When you output the entries, begin with the first line and end with the line containing "Planogram-check task. Target: antelope eye", keeping each line exactly as it is.

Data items
= = = = = = =

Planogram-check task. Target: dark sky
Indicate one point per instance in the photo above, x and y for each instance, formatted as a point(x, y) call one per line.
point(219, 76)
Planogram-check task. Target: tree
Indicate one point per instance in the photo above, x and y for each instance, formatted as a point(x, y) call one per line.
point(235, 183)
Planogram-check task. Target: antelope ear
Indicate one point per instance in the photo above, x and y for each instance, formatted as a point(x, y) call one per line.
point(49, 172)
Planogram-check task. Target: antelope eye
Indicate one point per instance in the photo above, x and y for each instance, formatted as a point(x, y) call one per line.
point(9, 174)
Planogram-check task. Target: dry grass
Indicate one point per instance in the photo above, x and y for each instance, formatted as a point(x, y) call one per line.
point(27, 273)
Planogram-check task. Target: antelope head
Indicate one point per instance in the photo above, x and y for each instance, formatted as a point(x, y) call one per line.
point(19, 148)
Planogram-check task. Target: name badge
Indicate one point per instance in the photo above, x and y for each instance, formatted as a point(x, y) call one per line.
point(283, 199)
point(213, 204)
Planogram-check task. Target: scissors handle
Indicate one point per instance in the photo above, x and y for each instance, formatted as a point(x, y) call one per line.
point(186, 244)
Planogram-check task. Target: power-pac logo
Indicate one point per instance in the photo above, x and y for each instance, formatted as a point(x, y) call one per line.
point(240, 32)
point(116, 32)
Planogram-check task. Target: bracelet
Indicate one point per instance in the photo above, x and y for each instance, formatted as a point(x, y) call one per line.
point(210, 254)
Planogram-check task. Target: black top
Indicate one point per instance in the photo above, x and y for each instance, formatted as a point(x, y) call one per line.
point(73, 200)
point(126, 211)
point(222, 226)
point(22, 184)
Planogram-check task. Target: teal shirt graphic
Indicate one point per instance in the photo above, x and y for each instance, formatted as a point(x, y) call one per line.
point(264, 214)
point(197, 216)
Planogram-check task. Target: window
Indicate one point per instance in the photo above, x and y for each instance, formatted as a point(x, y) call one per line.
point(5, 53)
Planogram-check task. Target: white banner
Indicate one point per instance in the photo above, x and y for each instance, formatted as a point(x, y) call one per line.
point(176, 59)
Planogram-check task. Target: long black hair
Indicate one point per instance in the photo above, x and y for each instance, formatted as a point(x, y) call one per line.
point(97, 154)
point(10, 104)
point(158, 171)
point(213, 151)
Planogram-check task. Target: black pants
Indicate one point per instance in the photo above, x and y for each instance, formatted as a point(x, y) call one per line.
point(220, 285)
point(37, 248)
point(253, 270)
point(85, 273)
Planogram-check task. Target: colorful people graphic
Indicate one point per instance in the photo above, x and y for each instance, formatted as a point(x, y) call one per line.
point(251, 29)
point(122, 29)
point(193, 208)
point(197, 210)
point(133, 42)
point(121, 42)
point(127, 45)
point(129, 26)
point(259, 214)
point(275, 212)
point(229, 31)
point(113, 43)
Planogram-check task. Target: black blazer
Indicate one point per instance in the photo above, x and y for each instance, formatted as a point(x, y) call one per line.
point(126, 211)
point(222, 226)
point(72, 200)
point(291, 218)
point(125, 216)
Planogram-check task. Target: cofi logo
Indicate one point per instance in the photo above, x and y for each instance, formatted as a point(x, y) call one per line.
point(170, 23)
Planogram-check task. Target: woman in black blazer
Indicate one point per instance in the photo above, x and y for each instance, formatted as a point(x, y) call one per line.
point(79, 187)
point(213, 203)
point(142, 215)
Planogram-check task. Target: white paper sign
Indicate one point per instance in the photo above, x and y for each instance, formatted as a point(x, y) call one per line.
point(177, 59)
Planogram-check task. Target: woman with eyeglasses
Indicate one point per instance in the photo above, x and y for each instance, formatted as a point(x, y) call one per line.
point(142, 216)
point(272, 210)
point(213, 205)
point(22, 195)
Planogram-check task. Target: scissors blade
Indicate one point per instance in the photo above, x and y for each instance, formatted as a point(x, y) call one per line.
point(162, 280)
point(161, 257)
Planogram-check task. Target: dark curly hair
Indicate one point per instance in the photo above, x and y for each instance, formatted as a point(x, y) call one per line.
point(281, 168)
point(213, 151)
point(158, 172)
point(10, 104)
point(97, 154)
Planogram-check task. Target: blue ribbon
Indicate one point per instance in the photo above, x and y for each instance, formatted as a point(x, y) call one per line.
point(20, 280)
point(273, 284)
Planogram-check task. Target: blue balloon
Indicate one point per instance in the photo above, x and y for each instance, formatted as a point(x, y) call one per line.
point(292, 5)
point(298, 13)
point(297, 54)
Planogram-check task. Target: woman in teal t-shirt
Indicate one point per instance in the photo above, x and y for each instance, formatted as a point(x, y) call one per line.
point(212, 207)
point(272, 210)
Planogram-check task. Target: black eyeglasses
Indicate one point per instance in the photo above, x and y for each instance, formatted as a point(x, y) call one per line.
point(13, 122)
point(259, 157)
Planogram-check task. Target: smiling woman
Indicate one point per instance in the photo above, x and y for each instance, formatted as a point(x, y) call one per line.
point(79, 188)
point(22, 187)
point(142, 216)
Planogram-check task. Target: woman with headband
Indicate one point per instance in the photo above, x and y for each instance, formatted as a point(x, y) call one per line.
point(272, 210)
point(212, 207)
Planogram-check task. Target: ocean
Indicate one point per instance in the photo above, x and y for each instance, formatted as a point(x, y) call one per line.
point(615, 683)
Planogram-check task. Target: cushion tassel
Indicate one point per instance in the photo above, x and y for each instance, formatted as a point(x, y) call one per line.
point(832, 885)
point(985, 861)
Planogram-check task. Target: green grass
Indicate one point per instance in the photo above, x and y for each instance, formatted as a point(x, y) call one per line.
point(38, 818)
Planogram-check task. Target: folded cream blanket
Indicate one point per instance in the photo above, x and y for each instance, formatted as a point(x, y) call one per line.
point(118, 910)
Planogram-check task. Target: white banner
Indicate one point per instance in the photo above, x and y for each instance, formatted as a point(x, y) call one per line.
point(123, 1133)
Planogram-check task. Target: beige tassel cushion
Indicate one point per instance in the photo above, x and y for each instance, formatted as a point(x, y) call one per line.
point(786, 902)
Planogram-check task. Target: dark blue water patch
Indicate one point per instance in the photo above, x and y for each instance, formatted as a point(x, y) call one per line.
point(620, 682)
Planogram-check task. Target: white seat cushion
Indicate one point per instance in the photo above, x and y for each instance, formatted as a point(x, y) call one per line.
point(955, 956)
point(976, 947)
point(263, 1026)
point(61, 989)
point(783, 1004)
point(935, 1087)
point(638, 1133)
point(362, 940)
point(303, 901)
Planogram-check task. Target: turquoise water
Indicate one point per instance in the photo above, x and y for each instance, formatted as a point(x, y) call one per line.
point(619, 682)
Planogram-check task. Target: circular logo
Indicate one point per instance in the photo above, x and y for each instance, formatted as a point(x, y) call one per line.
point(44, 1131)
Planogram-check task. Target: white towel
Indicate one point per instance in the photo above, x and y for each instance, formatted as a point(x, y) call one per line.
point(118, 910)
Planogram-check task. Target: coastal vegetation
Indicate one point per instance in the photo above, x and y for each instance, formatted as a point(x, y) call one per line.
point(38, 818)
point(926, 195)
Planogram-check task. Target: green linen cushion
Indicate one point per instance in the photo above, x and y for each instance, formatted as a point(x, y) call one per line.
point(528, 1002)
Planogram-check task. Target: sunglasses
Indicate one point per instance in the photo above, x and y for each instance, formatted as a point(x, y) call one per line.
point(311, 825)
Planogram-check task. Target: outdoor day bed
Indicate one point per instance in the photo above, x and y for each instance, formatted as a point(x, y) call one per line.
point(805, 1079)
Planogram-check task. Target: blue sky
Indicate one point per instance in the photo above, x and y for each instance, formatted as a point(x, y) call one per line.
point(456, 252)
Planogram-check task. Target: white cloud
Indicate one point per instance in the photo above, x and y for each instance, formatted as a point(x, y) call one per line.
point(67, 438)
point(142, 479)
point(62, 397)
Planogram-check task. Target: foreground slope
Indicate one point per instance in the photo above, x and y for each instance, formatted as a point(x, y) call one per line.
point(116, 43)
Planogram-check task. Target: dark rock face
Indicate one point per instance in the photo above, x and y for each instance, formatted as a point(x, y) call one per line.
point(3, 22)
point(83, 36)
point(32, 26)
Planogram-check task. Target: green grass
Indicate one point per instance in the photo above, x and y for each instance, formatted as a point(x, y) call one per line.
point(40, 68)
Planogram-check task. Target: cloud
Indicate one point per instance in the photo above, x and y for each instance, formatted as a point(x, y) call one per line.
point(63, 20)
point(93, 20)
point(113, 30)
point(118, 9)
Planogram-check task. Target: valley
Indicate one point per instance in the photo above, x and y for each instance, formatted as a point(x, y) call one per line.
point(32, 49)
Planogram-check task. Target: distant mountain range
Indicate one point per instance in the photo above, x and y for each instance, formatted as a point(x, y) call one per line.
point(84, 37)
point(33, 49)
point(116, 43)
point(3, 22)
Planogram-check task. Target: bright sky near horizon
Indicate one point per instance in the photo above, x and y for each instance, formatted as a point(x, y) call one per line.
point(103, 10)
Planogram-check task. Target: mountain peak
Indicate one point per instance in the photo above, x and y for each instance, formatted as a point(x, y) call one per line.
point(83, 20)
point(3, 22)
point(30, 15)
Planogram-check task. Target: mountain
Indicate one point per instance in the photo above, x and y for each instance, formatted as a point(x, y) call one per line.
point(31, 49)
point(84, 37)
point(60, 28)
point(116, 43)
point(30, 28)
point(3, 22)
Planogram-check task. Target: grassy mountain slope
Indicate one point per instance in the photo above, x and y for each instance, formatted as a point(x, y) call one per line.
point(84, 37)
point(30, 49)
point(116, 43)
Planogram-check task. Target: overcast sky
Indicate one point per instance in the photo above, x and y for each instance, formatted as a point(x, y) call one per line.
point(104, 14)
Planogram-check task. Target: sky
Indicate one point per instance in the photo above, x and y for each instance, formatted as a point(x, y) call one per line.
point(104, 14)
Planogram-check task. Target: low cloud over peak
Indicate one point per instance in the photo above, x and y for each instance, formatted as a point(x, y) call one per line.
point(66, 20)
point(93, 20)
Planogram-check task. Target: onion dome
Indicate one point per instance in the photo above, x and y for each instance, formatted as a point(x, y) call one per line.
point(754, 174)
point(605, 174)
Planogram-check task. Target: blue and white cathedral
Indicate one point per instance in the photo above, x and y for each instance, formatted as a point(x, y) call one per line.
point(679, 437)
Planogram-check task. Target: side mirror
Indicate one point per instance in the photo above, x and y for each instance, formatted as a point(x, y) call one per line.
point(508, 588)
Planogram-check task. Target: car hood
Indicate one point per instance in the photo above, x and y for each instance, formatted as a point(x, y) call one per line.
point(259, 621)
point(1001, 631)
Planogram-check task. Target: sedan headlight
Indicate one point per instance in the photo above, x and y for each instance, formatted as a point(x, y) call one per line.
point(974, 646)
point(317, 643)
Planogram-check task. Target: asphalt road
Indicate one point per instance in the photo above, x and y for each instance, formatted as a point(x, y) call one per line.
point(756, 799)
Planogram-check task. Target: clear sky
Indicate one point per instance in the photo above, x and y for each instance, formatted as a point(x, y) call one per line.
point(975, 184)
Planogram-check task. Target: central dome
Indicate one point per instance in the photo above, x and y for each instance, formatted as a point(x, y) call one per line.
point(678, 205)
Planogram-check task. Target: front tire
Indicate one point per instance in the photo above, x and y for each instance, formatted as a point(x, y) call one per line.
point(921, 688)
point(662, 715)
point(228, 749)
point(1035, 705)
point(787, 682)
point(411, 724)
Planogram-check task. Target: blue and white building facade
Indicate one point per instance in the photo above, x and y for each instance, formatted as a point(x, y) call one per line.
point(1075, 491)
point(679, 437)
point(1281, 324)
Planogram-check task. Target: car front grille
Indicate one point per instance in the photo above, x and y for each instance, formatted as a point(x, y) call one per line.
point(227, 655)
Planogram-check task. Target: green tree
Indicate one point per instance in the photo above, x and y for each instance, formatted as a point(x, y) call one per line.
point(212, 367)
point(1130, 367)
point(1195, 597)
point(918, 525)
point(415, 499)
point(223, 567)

= = = = = = =

◆ **Exercise solution**:
Planogram-check task. Target: dark sky
Indicate one point per instance in the photo above, x and y for each instance, formatted as a point(x, y) call one per line.
point(219, 76)
Planogram-check task. Target: tree
Indicate one point per instance in the photo above, x and y for each instance, formatted as a point(x, y) call one per line.
point(235, 183)
Planogram-check task. Target: antelope ear
Indicate one point per instance in the photo above, x and y for each instance, formatted as a point(x, y) call one per line.
point(49, 172)
Planogram-check task. Target: antelope eye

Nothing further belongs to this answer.